§ WHAT IS ASKED:
Exclude the pictures and retype the entries as written.

Extracted data entries:
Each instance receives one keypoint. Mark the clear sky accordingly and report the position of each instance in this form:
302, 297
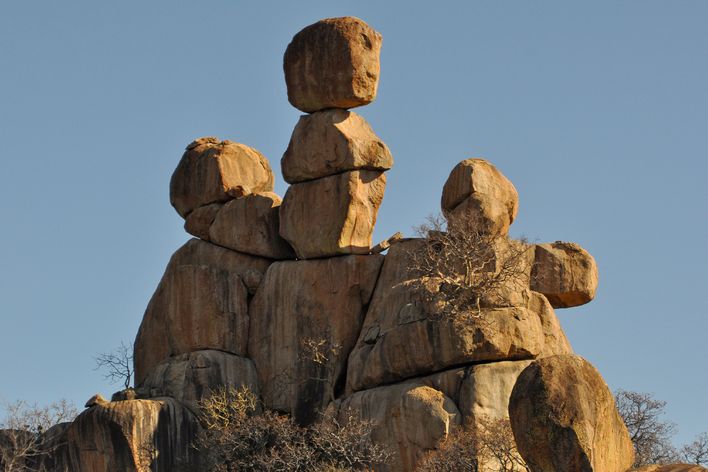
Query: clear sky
597, 112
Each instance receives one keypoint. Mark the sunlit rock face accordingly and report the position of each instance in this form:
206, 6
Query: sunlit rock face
290, 299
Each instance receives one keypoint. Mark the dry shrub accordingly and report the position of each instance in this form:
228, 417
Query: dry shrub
488, 447
236, 437
26, 442
468, 268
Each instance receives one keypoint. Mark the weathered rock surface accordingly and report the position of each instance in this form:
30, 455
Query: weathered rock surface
333, 63
486, 389
132, 435
564, 419
200, 303
305, 318
330, 142
250, 224
409, 418
198, 222
403, 337
333, 215
478, 193
671, 468
216, 171
565, 273
189, 377
197, 252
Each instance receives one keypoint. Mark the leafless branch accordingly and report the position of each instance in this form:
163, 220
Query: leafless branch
118, 364
469, 267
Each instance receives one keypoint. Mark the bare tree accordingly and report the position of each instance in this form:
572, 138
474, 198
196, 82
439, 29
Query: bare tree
118, 364
650, 434
498, 447
24, 439
236, 437
469, 266
697, 451
489, 446
459, 451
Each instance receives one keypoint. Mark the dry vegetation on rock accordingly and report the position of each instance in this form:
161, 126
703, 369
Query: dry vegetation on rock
236, 438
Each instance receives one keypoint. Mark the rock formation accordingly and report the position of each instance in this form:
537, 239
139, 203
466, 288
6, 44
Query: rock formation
291, 300
564, 426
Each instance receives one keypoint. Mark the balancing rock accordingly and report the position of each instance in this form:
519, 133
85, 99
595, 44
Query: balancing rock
330, 142
213, 171
476, 192
333, 215
333, 63
564, 419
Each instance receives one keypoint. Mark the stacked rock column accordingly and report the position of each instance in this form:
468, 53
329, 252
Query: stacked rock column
307, 314
334, 162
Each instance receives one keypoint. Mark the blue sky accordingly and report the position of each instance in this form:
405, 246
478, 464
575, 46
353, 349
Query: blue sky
597, 112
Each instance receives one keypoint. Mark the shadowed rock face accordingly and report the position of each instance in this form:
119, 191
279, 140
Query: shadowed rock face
333, 63
565, 273
565, 420
477, 193
132, 435
306, 317
330, 142
201, 303
333, 215
409, 418
250, 225
189, 377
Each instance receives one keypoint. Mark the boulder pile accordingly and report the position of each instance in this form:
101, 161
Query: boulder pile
289, 298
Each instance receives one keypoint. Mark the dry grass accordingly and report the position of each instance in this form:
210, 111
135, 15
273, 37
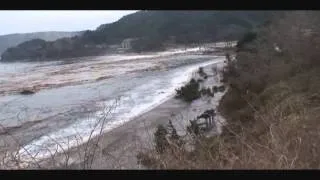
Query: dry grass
272, 106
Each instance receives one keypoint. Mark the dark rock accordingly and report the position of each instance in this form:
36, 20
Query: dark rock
27, 92
221, 88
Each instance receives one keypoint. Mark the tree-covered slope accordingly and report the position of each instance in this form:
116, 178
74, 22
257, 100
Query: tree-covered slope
151, 28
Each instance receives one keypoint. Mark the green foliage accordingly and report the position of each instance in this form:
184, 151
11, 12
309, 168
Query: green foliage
246, 39
153, 29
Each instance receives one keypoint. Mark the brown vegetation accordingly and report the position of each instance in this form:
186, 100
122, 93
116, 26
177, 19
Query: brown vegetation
271, 107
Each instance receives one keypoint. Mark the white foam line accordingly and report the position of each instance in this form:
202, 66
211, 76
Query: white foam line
67, 137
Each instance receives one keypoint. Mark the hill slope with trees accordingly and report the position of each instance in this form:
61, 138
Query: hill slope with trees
152, 29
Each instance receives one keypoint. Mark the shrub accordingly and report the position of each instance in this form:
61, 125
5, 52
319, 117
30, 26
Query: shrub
160, 139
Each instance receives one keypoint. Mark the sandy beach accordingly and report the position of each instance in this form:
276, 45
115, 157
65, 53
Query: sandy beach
117, 149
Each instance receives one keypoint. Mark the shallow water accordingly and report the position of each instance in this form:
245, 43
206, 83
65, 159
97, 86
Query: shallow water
78, 101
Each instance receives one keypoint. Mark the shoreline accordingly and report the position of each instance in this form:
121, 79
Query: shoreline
125, 141
118, 147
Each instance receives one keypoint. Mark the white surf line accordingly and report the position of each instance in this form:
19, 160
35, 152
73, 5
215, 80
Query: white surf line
38, 151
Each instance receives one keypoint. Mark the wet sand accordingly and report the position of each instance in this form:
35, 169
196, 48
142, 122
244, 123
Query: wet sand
117, 149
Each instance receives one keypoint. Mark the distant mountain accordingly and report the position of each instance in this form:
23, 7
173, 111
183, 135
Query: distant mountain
151, 31
11, 40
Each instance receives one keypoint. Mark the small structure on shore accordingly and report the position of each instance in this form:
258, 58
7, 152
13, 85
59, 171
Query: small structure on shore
204, 122
27, 92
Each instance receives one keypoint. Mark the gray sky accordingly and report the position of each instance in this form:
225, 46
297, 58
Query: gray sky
36, 21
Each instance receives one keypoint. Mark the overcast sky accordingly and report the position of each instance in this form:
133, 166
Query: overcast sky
36, 21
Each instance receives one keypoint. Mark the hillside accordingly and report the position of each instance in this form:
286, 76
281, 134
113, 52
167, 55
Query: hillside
11, 40
271, 106
151, 29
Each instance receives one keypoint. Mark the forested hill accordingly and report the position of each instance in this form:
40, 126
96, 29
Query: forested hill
11, 40
151, 29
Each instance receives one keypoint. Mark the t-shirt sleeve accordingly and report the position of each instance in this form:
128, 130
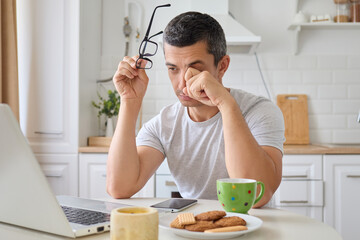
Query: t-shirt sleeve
266, 122
149, 135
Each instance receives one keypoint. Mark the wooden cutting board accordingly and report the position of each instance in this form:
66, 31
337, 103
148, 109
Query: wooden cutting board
295, 110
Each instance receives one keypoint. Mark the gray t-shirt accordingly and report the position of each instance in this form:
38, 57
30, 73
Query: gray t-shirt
195, 150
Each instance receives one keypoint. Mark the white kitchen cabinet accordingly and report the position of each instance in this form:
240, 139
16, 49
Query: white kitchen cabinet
92, 177
61, 171
342, 184
48, 49
301, 188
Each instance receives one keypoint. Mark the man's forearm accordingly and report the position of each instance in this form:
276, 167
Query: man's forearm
123, 160
243, 156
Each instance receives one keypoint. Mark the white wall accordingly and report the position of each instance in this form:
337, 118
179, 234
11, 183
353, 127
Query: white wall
327, 67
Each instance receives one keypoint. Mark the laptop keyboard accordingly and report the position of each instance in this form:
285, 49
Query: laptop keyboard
85, 217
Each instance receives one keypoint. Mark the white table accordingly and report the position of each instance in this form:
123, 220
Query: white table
277, 224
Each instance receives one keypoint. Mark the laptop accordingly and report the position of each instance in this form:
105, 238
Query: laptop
26, 198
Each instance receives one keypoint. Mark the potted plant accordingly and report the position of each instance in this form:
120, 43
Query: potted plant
110, 108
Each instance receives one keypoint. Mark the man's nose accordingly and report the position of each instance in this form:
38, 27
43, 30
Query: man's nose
182, 82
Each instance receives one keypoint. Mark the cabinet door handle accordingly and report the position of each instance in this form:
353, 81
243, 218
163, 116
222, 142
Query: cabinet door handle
48, 133
56, 174
300, 201
170, 183
295, 176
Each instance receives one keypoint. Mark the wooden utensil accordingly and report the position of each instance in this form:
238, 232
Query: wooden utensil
295, 110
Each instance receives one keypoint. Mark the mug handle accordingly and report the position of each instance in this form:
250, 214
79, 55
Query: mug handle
262, 190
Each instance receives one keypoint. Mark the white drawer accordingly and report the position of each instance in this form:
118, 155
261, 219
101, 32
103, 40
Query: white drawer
302, 167
312, 212
165, 185
163, 168
300, 193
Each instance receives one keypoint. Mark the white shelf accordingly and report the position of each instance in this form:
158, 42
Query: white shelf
297, 27
324, 25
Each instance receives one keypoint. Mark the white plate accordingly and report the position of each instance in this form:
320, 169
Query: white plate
252, 223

§ COMPLETED TASK:
Each instance receives one keypoint. Mark the clear sky accordingly and report the position of each instance in this form:
302, 297
Query: clear sky
597, 112
Each instance receives one keypoint. Mark the sunlit rock face accordingly and report the position of each instance in this form:
206, 6
Query: sunlit rock face
290, 299
Each instance receives one keypoint. Mark the dry shrub accordingly and report the position of each instance in this form:
228, 417
Query: dry shrub
488, 447
236, 437
26, 442
468, 268
Each instance receives one keypoint. Mark the weathered rock surface accordingly and report the position of each instance in this form:
30, 455
Query: weathered rock surface
333, 63
486, 389
132, 435
564, 419
200, 303
305, 318
330, 142
250, 224
409, 418
198, 222
403, 337
333, 215
478, 193
671, 468
216, 171
565, 273
189, 377
197, 252
Each instance receives one keypoint. Mark the leafless branch accordingly and report the position of each instance in this form:
163, 220
Query: leafless branch
118, 364
469, 267
Each instance receives one keypoint. Mark the bare tree accordingly and report the position of each instance in this form:
572, 138
474, 198
196, 82
439, 29
Query: bare tree
118, 364
650, 434
498, 447
24, 439
236, 437
469, 266
697, 451
489, 446
459, 451
Each instance receives one keypoint. Mark the dry vegetation on rock accordingly and report the position of each instance in this form:
161, 126
703, 369
Query: dry vegetation on rock
236, 438
Each instance receives one keypoint. Mark the rock formation accordingly and report the position of each instance in this form:
537, 239
139, 203
466, 288
6, 44
Query: rock formation
291, 300
564, 426
Each instance receives one keypoint. Mark the balancing rock accordingly and report the position of each instance in this form:
519, 133
85, 99
595, 44
Query: balancing rock
330, 142
213, 171
476, 192
333, 215
333, 63
564, 419
Each instance receives one keypoint. Mark the stacked rock column accordingly and report the position of each instance in this form:
468, 53
329, 252
Query: stacked rock column
307, 314
334, 162
Each instance receives one keypoint. Mark the blue sky accordingly and report the position of each instance in this form:
405, 246
478, 464
575, 46
353, 349
Query: blue sky
597, 112
Each instance receives one keypoint. Mark the shadowed rock face accordingly and report the position of each instance in this form:
119, 191
279, 140
Query: shadowed rock face
333, 63
565, 273
565, 420
477, 193
132, 435
306, 317
330, 142
201, 303
333, 215
409, 418
250, 225
189, 377
Each instance receives one keypoint. Mark the boulder pile accordingly and report the position of each instance in this form:
101, 161
Query: boulder pile
289, 298
Each instance receives one keypoint. Mark the dry grass accordingly and report the position of each instance in this form:
210, 111
135, 15
273, 37
Query: dry grass
272, 106
Each instance receives one keypoint. Mark the dark rock accordingly and report the position of each instance in this form:
36, 20
Query: dark rock
27, 92
221, 88
Each instance receives one keypoint. Mark the tree-covered slope accordingly and report the position of each instance in this form:
116, 178
74, 22
257, 100
Query: tree-covered slope
151, 28
Each instance receives one keypoint. Mark the green foliage accordingly and report the position of each instance in this form:
184, 151
11, 12
309, 168
Query: green foliage
246, 39
153, 29
Each instance receives one keypoint. Mark the brown vegetation accordingly and report the position of each instance in this form:
186, 100
122, 93
116, 26
177, 19
Query: brown vegetation
271, 107
Each instance receives one keypoint. Mark the white foam line accordingly and report the position of each instance in this form:
202, 66
211, 76
Query: white foam line
67, 137
Each instance receives one keypoint. Mark the hill slope with trees accordingly and report the position of each instance in this form:
61, 138
Query: hill slope with trees
152, 29
Each instance receives one keypoint. Mark the shrub accordingly and report the position of each instance in this form:
61, 125
5, 52
319, 117
30, 26
Query: shrub
160, 139
Each instance receives one keypoint. Mark the sandy beach accordingly and report the position of each instance in this form:
276, 45
115, 157
65, 53
Query: sandy beach
117, 149
Each instance receives one keypoint. Mark the shallow water accordingly and report the position of each instance in this form:
245, 43
206, 83
65, 159
97, 86
Query: shallow water
78, 101
Each instance receives one keypoint. Mark the shoreline accordingly and report the position of each instance in this form:
121, 79
Query: shoreline
125, 141
118, 147
Each instance receives one keypoint. Mark the white surf line accordingly and report the position of each instance in this form:
19, 160
35, 152
73, 5
215, 80
Query: white surf line
38, 151
Each instance receives one keypoint. Mark the wet sand accordingly and report the position of each instance in this form:
35, 169
196, 48
142, 122
244, 123
Query: wet sand
117, 149
Each instance receives one keypoint. Mark the distant mountain accordingly and report the position of each instance in this form:
23, 7
173, 111
183, 135
Query: distant mountain
151, 31
11, 40
Each instance receives one keypoint. Mark the small structure on shore accordingly and report the position of each instance in this form:
258, 58
7, 152
13, 85
59, 171
Query: small structure on shore
204, 122
27, 92
Each instance receives one keypoint. Mark the gray sky accordingly and report the position of each instance in this form:
225, 46
297, 58
Query: gray sky
36, 21
Each instance receives one keypoint. Mark the overcast sky accordingly and report the position of each instance in this form:
133, 166
Query: overcast sky
36, 21
Each instance receives one keypoint. Mark the hillside accordingly and report the position of each instance in this form:
286, 76
281, 134
113, 52
167, 55
Query: hillside
11, 40
271, 106
151, 29
Each instance receives one keypoint. Mark the forested hill accordingly and report the position of each instance in this form:
40, 126
96, 29
Query: forested hill
11, 40
151, 29
Each instance receives one keypoint. Mark the t-shirt sleeve accordingly and report the position of each instance in this form:
128, 130
Query: t-shirt sleeve
266, 122
149, 135
Each instance receives one keypoint. Mark the wooden cutting board accordingly and report the position of each instance in this form:
66, 31
337, 103
148, 109
Query: wooden cutting board
295, 110
Each instance receives one keypoint. Mark the gray t-shirt accordingly and report the position of each instance in this form:
38, 57
30, 73
Query: gray t-shirt
195, 150
Each instance receives one keypoint. Mark the white kitchen cabinet accordingly and report the position of each instance in this form:
240, 139
16, 49
Query: white kitchen cabinet
92, 177
61, 171
342, 184
48, 49
301, 188
Each instance receives one keypoint. Mark the man's forearm accordingly and report the position of each instance in this form:
276, 167
Query: man's forearm
123, 160
243, 156
Each instance receives one keypoint. Mark the white wall accordingly and report the position of each instance in this form:
337, 118
179, 234
11, 183
353, 127
Query: white wall
327, 67
Each instance receives one keypoint. Mark the laptop keyboard accordingly and report the position of each instance in this form:
285, 49
Query: laptop keyboard
85, 217
Each instance receives one keypoint. Mark the white table accordingly and report the position of each instance in this form:
123, 220
Query: white table
277, 224
Each instance receives one keypoint. Mark the laptop accordingly and report the position of each instance in this form:
105, 238
Query: laptop
26, 198
Each instance receives one keypoint. Mark the potted plant accordingly and report the position of each instance in this form:
120, 43
Query: potted plant
110, 108
Each instance receives one keypoint. Mark the man's nose accordingly and report the position of each instance in this form:
38, 27
43, 30
Query: man's nose
182, 82
Each instance receives one keypoint. Mark the cabinet door handle accordingly and report the position of each instance in this form:
353, 81
243, 218
163, 116
222, 142
Query: cabinet door handle
48, 133
56, 174
300, 201
170, 183
295, 176
Each instance receives one keypoint. Mark the wooden utensil accordingly and report the position of each instance in this form:
238, 232
Query: wooden utensil
295, 110
Each instance receives one keypoint. Mark the mug handle accordingly and report the position of each instance in this form:
250, 214
79, 55
Query: mug handle
262, 190
Each instance receives one keypoint. Mark the white drawer accordingly and report the position of each instance in this form:
118, 155
261, 219
101, 32
103, 40
Query: white drawer
302, 167
312, 212
165, 185
163, 168
300, 193
Each instance receives one keypoint. Mark the white shelf accordingly and report the position of each instance in this form:
158, 42
Query: white shelf
297, 27
324, 25
Each instance receives one keypoint. Mark the white plate accordingly and report the position of each instance in this form:
320, 169
Query: white plate
252, 223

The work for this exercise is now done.